Start of Dataset rows

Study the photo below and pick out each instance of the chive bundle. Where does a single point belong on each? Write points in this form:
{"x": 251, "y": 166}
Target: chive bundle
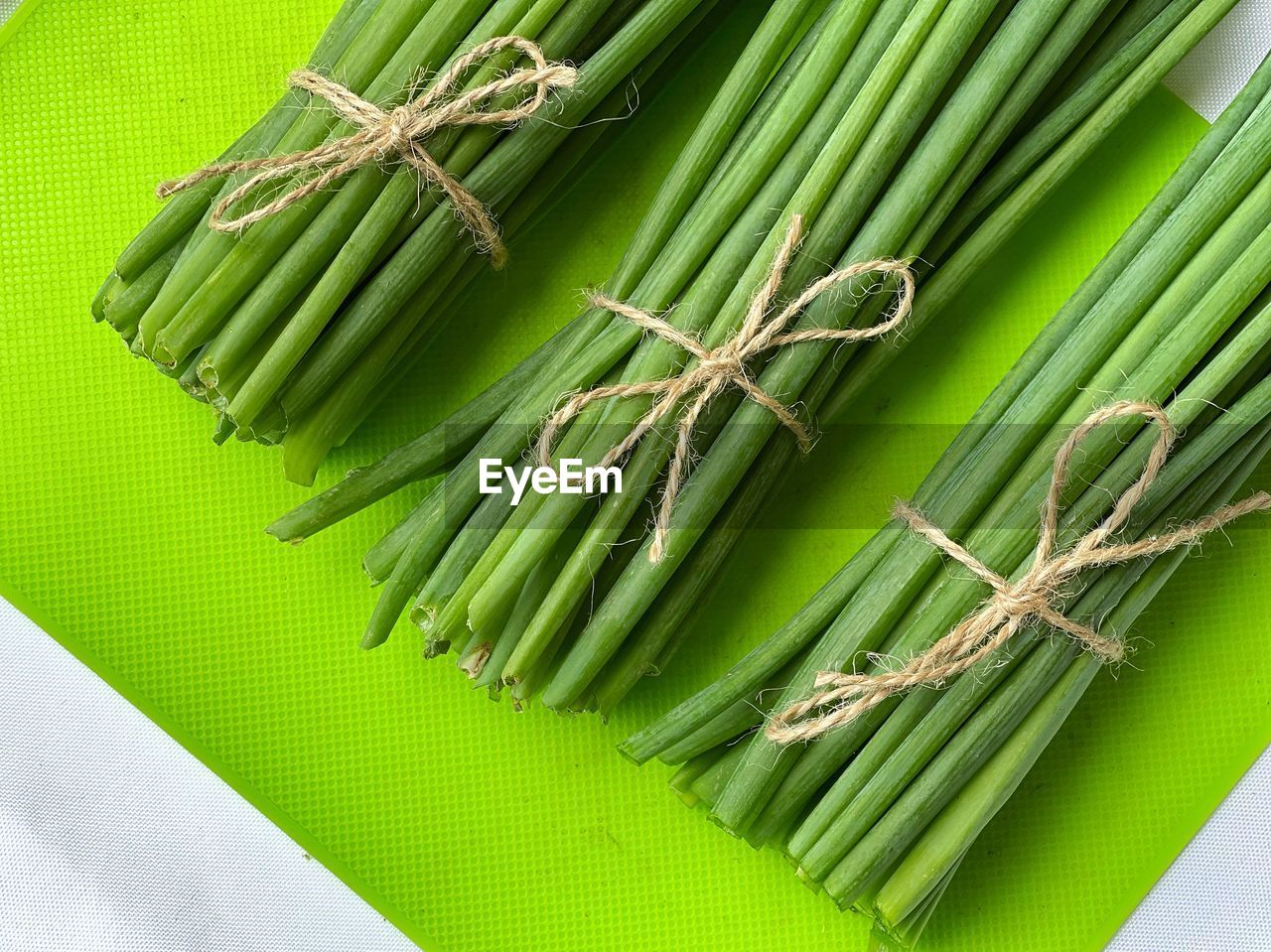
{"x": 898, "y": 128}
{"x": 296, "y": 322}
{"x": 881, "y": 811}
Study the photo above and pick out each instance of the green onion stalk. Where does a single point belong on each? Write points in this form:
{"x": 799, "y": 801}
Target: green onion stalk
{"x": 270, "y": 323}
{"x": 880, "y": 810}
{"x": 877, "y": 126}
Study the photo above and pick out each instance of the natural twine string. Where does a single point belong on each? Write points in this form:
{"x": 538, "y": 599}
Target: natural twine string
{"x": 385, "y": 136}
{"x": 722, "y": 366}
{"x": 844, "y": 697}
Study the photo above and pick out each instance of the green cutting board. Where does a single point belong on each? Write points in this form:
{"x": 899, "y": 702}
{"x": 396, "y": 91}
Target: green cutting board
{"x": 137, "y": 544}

End of Dataset rows
Start of Dataset rows

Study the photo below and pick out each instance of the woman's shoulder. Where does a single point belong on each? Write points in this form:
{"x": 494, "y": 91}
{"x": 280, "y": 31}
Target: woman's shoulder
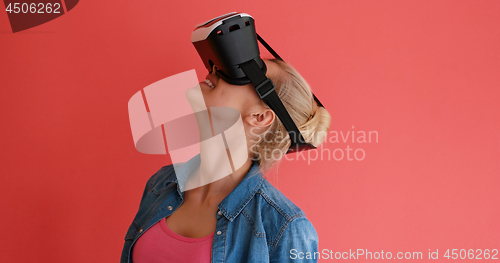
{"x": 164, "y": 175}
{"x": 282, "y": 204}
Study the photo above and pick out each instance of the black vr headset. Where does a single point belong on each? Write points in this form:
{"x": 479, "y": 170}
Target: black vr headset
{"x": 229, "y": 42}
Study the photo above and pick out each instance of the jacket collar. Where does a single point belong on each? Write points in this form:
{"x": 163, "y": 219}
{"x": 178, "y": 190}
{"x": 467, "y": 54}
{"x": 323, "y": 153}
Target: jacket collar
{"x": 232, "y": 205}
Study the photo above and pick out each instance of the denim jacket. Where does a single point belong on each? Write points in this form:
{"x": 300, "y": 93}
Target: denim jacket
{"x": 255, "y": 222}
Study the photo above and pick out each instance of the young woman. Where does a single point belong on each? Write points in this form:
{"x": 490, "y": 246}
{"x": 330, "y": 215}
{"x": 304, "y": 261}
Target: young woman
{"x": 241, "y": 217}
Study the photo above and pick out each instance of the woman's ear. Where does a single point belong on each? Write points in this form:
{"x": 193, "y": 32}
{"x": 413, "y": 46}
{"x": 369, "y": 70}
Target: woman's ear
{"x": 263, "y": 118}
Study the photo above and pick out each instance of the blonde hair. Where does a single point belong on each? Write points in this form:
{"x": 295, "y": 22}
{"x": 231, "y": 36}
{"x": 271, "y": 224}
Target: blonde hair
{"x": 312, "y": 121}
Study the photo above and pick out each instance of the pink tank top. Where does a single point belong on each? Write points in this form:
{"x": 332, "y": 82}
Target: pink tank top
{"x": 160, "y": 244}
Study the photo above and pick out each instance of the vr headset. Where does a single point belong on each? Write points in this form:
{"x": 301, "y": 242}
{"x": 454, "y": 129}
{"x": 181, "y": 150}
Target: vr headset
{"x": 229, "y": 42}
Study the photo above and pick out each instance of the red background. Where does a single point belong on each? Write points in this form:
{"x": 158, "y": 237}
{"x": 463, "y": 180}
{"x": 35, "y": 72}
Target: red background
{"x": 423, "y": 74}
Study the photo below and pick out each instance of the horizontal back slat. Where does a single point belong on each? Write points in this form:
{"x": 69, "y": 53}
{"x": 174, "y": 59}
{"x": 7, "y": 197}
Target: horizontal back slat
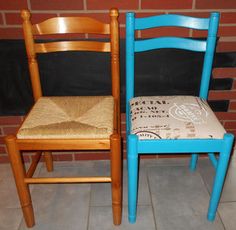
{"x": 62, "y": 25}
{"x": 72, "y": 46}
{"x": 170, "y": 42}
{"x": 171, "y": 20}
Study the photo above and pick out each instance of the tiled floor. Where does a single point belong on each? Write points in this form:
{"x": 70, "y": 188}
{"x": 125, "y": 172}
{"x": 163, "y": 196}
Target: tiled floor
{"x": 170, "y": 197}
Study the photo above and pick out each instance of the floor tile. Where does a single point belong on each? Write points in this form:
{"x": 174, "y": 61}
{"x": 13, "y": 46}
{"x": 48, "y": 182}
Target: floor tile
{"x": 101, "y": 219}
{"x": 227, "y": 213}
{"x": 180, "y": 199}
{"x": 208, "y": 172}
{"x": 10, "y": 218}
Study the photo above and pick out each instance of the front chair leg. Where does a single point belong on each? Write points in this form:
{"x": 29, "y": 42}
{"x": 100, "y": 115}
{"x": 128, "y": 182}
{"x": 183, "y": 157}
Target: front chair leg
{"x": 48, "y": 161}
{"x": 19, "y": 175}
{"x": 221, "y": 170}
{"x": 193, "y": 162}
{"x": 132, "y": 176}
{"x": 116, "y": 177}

End of Dataset rows
Start of Dataset rows

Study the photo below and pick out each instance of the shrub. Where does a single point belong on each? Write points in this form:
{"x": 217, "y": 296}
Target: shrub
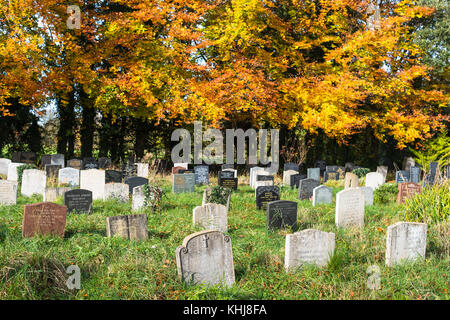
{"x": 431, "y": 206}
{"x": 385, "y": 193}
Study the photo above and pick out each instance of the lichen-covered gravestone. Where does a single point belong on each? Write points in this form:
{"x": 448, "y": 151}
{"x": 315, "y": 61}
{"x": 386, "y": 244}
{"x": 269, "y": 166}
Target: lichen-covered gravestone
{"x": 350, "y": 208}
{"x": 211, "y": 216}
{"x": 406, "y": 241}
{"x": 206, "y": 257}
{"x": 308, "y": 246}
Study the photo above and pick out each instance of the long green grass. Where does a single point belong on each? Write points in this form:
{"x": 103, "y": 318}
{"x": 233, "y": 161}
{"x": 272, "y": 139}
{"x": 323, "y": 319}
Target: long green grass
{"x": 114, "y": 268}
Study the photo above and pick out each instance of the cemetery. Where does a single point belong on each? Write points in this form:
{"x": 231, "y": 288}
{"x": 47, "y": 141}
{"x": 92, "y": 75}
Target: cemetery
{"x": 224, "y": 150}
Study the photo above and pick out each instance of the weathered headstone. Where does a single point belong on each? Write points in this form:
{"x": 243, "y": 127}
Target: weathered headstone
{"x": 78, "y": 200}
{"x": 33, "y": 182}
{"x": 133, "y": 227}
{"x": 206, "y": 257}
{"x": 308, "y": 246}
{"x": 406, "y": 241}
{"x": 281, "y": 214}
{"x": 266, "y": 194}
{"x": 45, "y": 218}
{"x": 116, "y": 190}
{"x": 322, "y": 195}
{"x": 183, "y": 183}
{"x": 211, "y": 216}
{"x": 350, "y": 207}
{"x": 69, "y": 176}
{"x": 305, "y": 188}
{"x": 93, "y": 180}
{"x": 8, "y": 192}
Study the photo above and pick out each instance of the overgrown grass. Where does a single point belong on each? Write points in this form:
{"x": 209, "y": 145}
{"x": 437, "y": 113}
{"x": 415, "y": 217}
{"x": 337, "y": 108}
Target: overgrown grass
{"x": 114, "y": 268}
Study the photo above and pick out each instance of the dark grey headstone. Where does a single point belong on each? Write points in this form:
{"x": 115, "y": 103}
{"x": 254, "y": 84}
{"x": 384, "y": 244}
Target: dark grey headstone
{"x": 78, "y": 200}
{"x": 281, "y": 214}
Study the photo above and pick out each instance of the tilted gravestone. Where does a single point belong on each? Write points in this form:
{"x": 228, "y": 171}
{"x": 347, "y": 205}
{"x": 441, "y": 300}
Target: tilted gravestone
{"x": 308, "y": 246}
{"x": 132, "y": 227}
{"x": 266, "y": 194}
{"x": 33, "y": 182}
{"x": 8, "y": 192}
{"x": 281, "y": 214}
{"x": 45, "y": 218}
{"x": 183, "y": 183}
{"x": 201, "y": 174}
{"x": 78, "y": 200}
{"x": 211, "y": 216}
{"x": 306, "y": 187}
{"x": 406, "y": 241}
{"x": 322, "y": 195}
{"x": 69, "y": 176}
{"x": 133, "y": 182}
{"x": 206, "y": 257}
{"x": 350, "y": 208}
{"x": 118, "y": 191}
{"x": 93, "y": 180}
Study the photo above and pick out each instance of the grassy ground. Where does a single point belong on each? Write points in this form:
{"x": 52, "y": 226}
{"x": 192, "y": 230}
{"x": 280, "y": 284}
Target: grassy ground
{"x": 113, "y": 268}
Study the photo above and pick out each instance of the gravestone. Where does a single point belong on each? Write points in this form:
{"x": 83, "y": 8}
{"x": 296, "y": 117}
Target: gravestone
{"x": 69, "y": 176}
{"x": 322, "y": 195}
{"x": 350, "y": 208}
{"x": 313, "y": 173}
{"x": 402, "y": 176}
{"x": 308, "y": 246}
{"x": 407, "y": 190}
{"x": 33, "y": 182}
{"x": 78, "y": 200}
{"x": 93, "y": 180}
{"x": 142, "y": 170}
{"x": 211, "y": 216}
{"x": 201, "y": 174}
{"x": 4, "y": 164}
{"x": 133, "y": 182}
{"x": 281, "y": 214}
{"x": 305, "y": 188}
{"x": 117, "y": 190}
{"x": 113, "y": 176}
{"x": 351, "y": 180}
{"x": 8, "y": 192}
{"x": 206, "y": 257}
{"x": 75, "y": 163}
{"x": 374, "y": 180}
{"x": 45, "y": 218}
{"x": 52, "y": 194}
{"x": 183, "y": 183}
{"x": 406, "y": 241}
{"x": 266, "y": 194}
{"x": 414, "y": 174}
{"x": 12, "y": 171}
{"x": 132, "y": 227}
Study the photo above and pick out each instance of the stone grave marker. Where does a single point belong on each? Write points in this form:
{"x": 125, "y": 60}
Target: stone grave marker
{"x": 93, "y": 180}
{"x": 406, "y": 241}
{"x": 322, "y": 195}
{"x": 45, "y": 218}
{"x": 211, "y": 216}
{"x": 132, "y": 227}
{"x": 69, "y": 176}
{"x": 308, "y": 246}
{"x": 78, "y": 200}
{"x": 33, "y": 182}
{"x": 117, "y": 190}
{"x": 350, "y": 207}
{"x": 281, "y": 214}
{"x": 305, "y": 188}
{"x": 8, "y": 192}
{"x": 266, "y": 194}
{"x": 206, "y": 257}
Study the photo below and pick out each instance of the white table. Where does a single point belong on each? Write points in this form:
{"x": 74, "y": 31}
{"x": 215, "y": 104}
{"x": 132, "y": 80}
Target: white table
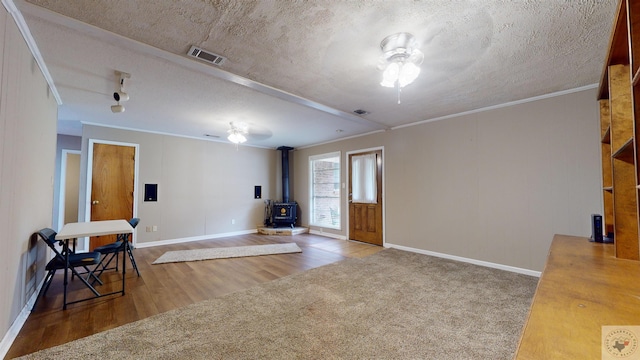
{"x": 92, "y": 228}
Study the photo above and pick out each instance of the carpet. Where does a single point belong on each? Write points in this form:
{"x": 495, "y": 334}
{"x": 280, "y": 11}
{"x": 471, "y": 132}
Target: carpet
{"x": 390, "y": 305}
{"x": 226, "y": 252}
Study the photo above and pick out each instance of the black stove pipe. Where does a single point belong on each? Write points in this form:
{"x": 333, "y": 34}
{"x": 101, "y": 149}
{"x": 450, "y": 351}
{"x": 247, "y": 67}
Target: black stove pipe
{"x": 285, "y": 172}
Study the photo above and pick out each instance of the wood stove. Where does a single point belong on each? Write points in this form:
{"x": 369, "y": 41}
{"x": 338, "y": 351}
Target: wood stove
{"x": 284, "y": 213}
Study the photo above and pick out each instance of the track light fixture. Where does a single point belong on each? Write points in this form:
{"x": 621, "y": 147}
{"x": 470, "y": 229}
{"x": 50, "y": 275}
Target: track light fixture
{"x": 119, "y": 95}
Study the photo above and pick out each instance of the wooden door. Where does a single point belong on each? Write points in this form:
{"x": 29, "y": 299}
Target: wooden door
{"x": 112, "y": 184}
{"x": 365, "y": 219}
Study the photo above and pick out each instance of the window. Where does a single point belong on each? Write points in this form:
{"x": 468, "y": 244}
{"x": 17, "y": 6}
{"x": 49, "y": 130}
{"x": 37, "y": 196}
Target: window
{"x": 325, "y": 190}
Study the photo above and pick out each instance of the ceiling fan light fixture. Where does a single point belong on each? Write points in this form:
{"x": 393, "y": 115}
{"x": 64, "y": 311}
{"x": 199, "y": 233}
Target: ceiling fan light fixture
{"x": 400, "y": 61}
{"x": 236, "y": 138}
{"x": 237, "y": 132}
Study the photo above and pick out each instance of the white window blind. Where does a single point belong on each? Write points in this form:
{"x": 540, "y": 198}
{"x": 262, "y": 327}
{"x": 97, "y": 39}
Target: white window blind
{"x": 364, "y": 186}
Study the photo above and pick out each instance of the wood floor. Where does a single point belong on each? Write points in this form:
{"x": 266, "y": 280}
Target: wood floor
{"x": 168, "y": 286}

End of Dataset rows

* [Your instructions] State how many lines of the entries above contain the word "grey". Reply with the number alone.

* [Problem solution] 2